***** Passage *****

Allowing schools to remain open has been one of the most significant departures from Europe’s initial lockdowns last spring.

“The first lockdown was horrible,” said Marine Huguenin, who was watching her two daughters play at a Paris park, which was filled with strollers and masked parents after school on a recent afternoon.

During the earlier lockdown, the entire family was stuck inside, she said, with Huguenin and her husband looking after their children during the day, then catching up on work between 9:30 p.m. and 1 a.m.

The numbers tell the story of France’s progress so far. In early November, the number of new cases in France in a seven-day period soared to more than 80 per 100,000 people; as of Sunday it had dropped to 17 per 100,000.

“Obviously, the decline has been slower because schools are open, but we had to find a middle ground,” said Yazdan Yazdanpanah, an infectious disease specialist and a member of France’s Scientific Council, which advises the government on the pandemic. But, he added, the slower drop in infections has been offset by positive effects on education, mental health and the economy.

The trade-off has been generally well-accepted in an otherwise contentious lockdown during which an increasing number of people have challenged restrictions on movement and business.

In Paris, keeping schools open has shifted the mood in a city that lived through one of the world’s strictest lockdowns in the spring.

At the time, Paris felt like a ghost town, with every inch of the city — from small residential streets to the Champs-Élysées — deserted. This time, things seem much nearer to normal. Chairs are stacked inside closed cafes and restaurants. But neighborhoods come to life in the mornings and afternoons as parents take their children to and from school, and older students linger on sidewalks with studied indifference.

Clusters have appeared in schools throughout France, though not in “worrying numbers,” said Yazdanpanah, the infectious disease specialist.

With classrooms open, parents have been able to focus on work at home or commute to their workplaces, which has helped blunt the second lockdown’s blow to the economy.

The Bank of France estimated that economic activity in November would be 12% below normal — far less than the 31% drop experienced in April.

Most European countries, including Britain, France, Germany and Spain, have kept schools open even as the continent remains among the worst-hit. A few countries, like Austria, the Czech Republic and Italy, have closed schools, in part or in full.

In France, as in much of the world, schools shut down during the first wave in the spring as scientists tried to figure out what role children played in transmitting the virus.

*****

What this exercise asks
a. According to the passage on France's second lockdown, what did the Bank of France estimate economic activity in November would be?
b. Extend the passage on France's second lockdown and open schools, starting after its final sentence.

***** Given information *****

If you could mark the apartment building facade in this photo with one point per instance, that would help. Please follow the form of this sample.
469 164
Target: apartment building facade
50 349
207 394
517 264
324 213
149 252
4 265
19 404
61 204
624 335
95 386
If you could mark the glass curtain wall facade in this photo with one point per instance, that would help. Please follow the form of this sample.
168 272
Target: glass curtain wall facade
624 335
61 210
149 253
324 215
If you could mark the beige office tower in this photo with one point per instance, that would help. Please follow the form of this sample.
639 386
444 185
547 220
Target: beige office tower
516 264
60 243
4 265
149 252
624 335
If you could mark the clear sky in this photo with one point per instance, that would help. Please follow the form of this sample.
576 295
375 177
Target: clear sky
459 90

*****
***** Given information *****

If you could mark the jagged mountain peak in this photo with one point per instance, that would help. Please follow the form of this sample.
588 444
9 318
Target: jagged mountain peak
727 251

*****
***** Given information *****

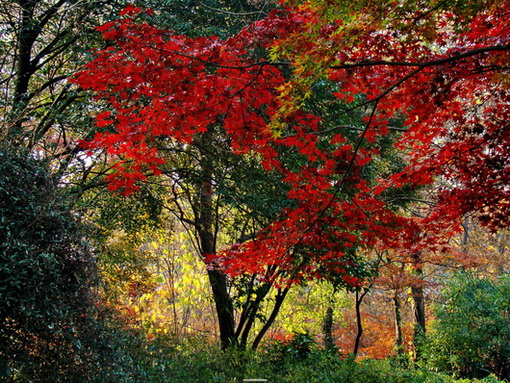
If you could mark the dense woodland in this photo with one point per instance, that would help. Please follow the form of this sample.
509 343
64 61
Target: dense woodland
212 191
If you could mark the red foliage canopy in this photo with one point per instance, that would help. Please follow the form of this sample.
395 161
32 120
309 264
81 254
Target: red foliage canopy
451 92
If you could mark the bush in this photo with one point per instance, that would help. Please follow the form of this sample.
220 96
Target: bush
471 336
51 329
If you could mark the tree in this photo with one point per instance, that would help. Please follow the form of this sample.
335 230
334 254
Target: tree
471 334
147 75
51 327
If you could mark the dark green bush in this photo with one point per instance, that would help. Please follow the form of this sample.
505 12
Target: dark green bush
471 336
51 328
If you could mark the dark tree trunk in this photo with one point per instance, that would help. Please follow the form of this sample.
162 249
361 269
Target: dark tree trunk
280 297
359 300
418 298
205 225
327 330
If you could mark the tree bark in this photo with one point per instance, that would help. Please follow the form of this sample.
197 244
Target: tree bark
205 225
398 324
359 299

*****

Task results
a. 12% below normal, far less than the 31% drop in April.

b.
The country’s 12 million students in primary and secondary schools engaged in online learning, but soon, teachers and education officials warned that many children had fallen behind.

“It reinforced our conviction to keep the schools open, for education and social reasons,” said Sophie Vénétitay, a teacher and union official.

Meanwhile, new studies suggested that despite early fears, keeping schools open, while not without risk, could be relatively safe so long as rules to limit the spread of the virus were in place.

In August, a report released by the European Center for Disease Prevention and Control said evidence “indicates that closures of child care and educational institutions are unlikely to be an effective single control measure for community transmission of COVID-19.”

Most studies on transmission now suggest that children younger than 10 spread the virus less efficiently than adults do, but that teenagers become infected and spread the virus just as much as adults. So keeping high schools open safely is trickier, especially if community transmission is high — making social distancing rules even more important.

After reining in the first wave of the epidemic, France saw infections begin rising again in August as people resumed socializing and the government failed to effectively carry out public health measures of testing, tracing and isolating.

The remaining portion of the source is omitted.